Assignment: Can you find the lines of the listing that include "building" and copy every one?

Dataset content:

----------------

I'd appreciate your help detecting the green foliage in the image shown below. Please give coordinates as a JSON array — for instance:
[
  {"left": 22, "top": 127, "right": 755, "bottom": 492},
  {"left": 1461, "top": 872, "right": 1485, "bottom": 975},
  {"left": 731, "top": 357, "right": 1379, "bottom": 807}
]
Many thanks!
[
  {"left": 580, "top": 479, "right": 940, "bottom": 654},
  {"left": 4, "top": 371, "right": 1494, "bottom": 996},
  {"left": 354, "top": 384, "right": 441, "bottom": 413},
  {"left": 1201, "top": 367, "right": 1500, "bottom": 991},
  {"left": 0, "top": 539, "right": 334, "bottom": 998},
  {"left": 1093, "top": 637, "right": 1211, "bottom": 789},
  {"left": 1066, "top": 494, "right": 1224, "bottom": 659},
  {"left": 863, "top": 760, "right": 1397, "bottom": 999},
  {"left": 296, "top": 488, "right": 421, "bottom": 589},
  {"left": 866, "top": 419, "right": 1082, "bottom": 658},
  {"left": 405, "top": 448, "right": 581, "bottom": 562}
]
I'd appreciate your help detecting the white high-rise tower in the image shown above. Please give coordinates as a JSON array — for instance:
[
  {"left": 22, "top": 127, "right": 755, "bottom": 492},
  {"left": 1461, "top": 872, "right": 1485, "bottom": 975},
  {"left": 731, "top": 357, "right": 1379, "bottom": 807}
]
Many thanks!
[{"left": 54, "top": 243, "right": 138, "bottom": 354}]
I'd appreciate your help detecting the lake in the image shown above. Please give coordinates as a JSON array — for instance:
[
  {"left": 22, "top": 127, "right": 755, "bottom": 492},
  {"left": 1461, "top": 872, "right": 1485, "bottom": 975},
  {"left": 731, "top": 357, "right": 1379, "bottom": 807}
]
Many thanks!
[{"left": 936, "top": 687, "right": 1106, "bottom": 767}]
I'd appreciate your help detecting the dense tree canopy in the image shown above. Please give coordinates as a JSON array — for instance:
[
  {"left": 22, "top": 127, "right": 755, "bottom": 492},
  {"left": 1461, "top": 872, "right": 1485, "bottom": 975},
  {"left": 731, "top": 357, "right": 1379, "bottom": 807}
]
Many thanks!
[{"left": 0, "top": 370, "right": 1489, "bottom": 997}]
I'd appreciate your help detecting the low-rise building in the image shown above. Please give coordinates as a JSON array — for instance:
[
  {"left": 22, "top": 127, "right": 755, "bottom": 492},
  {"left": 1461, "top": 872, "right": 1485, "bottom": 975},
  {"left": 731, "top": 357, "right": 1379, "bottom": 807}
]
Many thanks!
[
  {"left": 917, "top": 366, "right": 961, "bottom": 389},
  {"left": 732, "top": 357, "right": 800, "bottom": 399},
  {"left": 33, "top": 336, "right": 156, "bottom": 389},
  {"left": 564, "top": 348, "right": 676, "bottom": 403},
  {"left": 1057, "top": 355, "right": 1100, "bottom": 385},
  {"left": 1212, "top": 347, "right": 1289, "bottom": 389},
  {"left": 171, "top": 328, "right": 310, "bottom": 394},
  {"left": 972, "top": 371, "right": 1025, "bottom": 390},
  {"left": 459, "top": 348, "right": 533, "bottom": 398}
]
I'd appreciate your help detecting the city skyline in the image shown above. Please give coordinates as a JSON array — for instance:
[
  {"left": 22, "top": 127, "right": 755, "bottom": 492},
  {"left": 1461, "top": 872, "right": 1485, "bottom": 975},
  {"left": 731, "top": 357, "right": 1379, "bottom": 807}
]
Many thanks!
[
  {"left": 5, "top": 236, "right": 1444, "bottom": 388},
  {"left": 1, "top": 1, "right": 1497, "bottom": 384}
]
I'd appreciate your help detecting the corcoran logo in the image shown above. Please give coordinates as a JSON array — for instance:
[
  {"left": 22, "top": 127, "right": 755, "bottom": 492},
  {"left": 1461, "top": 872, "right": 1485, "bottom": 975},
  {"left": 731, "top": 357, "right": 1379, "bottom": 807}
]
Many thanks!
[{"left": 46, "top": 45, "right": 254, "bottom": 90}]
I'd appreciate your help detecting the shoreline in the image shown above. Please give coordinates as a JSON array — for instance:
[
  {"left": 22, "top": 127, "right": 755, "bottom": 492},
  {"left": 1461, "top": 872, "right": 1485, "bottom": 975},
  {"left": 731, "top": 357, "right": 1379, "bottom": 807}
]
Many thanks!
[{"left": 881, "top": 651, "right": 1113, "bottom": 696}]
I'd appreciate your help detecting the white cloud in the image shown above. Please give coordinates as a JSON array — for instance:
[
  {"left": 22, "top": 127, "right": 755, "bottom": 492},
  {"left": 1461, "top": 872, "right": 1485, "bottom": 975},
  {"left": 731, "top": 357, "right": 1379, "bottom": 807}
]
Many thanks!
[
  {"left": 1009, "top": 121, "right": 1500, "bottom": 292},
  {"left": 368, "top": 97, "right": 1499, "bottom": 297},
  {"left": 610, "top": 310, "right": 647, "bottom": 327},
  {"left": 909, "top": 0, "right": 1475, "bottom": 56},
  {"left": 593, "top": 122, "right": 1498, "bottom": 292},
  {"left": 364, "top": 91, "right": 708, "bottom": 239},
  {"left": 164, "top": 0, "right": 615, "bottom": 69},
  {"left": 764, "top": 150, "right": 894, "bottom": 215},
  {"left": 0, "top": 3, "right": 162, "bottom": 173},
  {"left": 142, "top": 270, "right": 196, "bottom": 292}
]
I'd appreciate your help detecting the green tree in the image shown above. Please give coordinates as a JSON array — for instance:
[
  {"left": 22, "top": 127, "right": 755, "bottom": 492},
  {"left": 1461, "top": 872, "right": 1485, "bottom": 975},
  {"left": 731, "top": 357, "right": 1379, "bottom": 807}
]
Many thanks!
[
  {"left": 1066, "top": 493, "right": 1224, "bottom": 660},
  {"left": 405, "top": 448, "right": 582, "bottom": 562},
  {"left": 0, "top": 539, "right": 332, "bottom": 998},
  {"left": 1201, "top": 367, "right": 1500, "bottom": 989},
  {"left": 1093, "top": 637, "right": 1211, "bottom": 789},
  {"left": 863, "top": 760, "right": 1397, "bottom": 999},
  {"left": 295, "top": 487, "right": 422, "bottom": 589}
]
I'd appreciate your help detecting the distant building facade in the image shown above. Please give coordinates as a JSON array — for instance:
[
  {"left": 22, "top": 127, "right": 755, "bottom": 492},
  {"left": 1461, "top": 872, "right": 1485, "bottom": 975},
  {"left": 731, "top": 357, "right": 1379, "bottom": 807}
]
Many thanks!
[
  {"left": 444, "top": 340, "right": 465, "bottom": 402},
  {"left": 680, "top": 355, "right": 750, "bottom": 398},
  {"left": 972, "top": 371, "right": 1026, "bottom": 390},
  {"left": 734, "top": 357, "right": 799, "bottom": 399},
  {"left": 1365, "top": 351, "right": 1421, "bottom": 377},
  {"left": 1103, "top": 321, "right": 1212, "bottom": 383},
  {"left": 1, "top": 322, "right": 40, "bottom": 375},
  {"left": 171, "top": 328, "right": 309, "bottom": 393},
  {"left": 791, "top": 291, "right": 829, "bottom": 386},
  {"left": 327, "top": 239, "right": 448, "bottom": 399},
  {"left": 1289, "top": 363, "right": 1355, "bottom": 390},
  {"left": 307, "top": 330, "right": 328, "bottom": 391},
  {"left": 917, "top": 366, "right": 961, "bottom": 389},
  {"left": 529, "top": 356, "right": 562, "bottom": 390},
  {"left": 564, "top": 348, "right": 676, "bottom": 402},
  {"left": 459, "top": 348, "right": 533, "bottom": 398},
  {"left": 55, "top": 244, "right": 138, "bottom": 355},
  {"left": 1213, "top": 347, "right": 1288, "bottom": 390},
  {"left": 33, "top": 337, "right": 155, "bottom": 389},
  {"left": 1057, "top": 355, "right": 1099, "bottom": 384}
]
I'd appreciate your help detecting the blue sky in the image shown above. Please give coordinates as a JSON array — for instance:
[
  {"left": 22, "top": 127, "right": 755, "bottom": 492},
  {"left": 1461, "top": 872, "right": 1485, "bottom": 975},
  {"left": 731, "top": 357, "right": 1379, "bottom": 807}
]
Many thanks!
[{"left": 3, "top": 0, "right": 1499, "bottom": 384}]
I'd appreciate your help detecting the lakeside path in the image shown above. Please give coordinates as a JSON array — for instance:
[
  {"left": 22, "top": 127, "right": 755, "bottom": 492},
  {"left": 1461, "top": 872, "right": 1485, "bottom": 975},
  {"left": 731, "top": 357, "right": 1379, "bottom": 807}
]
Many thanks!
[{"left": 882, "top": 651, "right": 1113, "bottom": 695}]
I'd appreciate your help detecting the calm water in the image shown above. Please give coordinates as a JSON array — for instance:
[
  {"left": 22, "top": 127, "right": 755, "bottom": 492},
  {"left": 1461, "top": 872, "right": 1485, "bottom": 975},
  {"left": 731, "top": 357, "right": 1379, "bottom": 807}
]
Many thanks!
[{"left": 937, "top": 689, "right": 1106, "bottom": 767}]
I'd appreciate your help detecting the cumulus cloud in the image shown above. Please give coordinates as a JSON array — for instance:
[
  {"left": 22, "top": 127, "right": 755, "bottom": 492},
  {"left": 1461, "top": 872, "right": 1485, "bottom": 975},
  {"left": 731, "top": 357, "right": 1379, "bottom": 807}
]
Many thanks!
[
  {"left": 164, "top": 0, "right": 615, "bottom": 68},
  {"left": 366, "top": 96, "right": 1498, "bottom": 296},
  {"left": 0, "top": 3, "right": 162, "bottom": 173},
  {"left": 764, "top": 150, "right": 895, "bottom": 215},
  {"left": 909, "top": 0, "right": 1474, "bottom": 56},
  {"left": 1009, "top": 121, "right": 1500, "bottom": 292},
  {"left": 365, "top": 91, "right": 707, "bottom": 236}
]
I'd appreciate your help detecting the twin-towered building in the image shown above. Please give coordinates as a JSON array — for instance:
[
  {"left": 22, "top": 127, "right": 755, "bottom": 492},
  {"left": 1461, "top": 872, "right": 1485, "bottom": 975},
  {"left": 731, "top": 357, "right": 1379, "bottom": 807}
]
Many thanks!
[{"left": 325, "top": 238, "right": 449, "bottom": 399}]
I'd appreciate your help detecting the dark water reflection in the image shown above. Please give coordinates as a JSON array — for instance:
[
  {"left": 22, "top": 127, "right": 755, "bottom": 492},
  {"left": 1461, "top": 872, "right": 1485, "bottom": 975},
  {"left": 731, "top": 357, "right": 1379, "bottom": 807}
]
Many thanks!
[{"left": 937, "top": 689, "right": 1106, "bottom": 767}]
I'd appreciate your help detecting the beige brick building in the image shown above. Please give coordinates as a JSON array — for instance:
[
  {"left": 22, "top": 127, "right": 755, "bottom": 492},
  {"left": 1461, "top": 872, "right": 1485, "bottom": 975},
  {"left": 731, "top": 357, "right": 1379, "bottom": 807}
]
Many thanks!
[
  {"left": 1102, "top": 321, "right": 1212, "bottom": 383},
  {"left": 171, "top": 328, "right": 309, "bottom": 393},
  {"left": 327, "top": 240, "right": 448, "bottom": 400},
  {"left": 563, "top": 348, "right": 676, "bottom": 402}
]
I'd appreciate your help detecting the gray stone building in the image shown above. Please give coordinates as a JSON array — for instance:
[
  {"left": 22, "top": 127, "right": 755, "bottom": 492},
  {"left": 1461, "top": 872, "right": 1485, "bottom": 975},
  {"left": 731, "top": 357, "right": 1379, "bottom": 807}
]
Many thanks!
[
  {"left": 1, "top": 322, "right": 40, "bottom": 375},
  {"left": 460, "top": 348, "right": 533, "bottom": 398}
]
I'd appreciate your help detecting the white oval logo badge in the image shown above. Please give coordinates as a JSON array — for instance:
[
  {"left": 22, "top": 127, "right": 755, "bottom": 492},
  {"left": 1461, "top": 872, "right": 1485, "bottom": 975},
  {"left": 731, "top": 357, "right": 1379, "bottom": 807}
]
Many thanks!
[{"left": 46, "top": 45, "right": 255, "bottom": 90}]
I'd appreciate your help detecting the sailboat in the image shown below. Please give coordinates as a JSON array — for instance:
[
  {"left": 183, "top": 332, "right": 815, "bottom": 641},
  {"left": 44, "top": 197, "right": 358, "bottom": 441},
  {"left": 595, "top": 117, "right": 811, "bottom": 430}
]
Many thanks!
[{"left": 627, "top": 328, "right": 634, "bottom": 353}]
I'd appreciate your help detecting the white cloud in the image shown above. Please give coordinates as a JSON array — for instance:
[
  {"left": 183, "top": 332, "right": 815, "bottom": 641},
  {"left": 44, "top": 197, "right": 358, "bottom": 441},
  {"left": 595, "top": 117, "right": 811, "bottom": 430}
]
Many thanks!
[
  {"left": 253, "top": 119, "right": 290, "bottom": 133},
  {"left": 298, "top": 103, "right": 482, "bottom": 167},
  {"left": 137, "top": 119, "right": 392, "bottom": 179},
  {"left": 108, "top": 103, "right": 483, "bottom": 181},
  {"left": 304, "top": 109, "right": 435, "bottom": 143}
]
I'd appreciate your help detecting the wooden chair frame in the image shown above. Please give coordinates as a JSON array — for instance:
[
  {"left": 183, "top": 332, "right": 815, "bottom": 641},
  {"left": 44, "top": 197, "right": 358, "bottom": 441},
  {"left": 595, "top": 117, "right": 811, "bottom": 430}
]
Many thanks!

----------------

Answer section:
I'd appreciate your help detecting the low-rise building in the image shown above. Please give coordinates as a JSON array — for instance:
I'd appreciate your help detecting the distant building facade in the image shown above. Please give coordinates as a JSON array — for instance:
I'd appreciate your help detecting the twin-towered building in the image shown above. Please give coordinates as a JSON array — for instance:
I'd appreciate your help detecting the beige brick building in the image shown above. Please give coordinates as a JSON array — for instance:
I'd appreciate your help detecting the gray stone building in the image shown above. Please give coordinates as a JSON array — for instance:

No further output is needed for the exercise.